SOURCE EXTRACT ->

------------------------------------

Madchester’s quirky outcasts. A male band in dresses in the 90s, singing about childbirth, with a tee-total frontman as an entire scene notorious for drugs unfolded before them. Cult icons whose fans, by many accounts, prefer not to hear their hit singles. Manchester band James, fronted by the enigmatic Tim Booth, are not what the casual observer might think.
Best known for their massive hit singles ‘Laid’ and ‘Sit Down’, the band nonetheless scored their first UK number one album only earlier this year, a continuation of the success of their reformation. ‘Yummy’ sparkles with thoughtful and well-constructed music, inventive and accomplished, and Tim Booth, long one of the British indie scene’s most memorable characters, is loving every minute of it.
“We adapt our sets because we want to be understood,” Booth says of James in their modern incarnation. “There’s no good or bad audience, but we have to adapt to what they need at a particular time.”

------------------------------------

TASK STATEMENT ->
Please copy the full article on the band James word for word.

DATA TO EXAMINE ->
------------------------------------

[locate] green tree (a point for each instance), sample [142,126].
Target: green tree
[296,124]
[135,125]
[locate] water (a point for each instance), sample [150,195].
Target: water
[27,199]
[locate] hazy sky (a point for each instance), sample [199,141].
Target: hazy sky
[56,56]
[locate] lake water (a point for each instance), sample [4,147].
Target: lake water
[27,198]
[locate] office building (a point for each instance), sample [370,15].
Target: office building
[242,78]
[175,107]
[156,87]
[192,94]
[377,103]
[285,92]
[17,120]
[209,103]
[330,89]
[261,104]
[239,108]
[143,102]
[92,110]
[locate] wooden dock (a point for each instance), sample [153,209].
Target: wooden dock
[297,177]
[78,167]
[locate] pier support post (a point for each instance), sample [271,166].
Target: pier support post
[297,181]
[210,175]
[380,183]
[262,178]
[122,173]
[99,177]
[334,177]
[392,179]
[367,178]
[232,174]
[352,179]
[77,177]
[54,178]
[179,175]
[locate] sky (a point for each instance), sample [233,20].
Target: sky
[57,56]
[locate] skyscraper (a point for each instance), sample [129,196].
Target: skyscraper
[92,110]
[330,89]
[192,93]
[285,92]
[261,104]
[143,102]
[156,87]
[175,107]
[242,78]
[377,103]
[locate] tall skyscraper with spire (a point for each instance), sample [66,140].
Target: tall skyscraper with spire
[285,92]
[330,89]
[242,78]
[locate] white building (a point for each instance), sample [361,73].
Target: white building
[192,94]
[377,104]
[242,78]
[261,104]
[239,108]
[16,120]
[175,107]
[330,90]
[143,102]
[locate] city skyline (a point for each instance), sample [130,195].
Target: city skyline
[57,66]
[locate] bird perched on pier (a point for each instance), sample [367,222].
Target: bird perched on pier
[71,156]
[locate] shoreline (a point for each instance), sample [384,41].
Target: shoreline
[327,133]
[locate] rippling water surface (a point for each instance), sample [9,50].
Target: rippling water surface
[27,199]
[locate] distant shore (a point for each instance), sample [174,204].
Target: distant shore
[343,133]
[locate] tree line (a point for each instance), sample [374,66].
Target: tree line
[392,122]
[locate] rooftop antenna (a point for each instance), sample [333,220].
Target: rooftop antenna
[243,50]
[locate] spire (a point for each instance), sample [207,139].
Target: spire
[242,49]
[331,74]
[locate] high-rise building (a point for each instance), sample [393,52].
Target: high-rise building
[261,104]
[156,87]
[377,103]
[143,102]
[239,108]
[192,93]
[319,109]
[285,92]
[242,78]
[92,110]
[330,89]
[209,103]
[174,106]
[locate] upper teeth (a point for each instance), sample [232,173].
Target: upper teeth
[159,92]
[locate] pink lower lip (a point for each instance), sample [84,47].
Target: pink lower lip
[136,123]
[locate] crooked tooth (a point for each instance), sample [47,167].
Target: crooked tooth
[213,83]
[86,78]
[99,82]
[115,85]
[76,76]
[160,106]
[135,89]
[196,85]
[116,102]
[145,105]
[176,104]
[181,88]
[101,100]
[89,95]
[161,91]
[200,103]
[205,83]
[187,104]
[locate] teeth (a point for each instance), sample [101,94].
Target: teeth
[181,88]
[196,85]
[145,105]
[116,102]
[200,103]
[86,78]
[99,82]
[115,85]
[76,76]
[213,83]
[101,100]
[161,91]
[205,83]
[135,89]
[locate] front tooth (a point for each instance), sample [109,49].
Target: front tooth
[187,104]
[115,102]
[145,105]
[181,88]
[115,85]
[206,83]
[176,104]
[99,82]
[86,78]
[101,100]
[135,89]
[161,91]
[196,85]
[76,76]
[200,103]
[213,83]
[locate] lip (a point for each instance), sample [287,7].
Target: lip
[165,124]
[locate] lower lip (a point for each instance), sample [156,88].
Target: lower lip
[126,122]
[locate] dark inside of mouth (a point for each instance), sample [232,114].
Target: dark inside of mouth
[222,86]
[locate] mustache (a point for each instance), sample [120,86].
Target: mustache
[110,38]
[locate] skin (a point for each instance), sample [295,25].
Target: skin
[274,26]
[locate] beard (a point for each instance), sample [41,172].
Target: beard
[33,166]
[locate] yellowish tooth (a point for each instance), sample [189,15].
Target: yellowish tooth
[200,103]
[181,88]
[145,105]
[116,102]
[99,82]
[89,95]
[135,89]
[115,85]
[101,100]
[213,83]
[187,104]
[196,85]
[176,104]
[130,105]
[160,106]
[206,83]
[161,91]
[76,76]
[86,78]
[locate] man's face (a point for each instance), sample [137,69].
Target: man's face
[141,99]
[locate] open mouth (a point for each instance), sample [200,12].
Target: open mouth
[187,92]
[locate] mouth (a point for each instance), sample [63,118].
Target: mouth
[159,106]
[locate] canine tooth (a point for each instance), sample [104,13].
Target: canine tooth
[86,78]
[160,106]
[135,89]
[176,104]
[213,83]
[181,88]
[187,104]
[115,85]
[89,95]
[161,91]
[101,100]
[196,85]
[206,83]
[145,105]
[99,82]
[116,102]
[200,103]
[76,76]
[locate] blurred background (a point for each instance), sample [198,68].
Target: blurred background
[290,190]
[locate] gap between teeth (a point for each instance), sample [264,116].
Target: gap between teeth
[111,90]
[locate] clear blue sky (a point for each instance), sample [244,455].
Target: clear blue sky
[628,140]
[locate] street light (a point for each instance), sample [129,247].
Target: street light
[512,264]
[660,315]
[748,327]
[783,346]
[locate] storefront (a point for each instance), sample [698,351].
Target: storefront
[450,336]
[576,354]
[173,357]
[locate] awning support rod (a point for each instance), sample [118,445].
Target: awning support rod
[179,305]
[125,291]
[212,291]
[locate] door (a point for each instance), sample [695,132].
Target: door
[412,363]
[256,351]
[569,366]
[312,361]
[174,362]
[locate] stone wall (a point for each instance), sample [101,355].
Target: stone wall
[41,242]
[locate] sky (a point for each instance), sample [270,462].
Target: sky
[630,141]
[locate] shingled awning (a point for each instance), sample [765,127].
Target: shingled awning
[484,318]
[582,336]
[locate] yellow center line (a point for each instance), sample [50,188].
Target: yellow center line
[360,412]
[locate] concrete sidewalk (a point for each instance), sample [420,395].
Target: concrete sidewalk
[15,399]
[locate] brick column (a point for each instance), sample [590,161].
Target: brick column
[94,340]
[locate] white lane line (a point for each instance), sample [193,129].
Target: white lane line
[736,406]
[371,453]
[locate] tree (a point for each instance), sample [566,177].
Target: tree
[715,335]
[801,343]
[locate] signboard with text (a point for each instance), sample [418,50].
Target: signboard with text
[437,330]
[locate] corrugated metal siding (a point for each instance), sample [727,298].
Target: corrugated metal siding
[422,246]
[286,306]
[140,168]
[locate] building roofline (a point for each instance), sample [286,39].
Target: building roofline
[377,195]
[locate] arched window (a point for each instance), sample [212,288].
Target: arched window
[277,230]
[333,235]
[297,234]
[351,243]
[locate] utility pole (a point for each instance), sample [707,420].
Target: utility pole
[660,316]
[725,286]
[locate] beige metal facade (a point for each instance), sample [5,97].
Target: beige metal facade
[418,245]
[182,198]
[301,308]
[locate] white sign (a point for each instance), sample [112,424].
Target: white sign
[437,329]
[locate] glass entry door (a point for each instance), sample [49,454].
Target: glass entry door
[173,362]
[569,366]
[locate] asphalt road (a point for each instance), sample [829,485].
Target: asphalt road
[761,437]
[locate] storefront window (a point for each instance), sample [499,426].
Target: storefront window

------------------------------------

ANSWER TO THE PROBLEM ->
Madchester’s quirky outcasts. A male band in dresses in the 90s, singing about childbirth, with a tee-total frontman as an entire scene notorious for drugs unfolded before them. Cult icons whose fans, by many accounts, prefer not to hear their hit singles. Manchester band James, fronted by the enigmatic Tim Booth, are not what the casual observer might think.
Best known for their massive hit singles ‘Laid’ and ‘Sit Down’, the band nonetheless scored their first UK number one album only earlier this year, a continuation of the success of their reformation. ‘Yummy’ sparkles with thoughtful and well-constructed music, inventive and accomplished, and Tim Booth, long one of the British indie scene’s most memorable characters, is loving every minute of it.
“We adapt our sets because we want to be understood,” Booth says of James in their modern incarnation. “There’s no good or bad audience, but we have to adapt to what they need at a particular time.”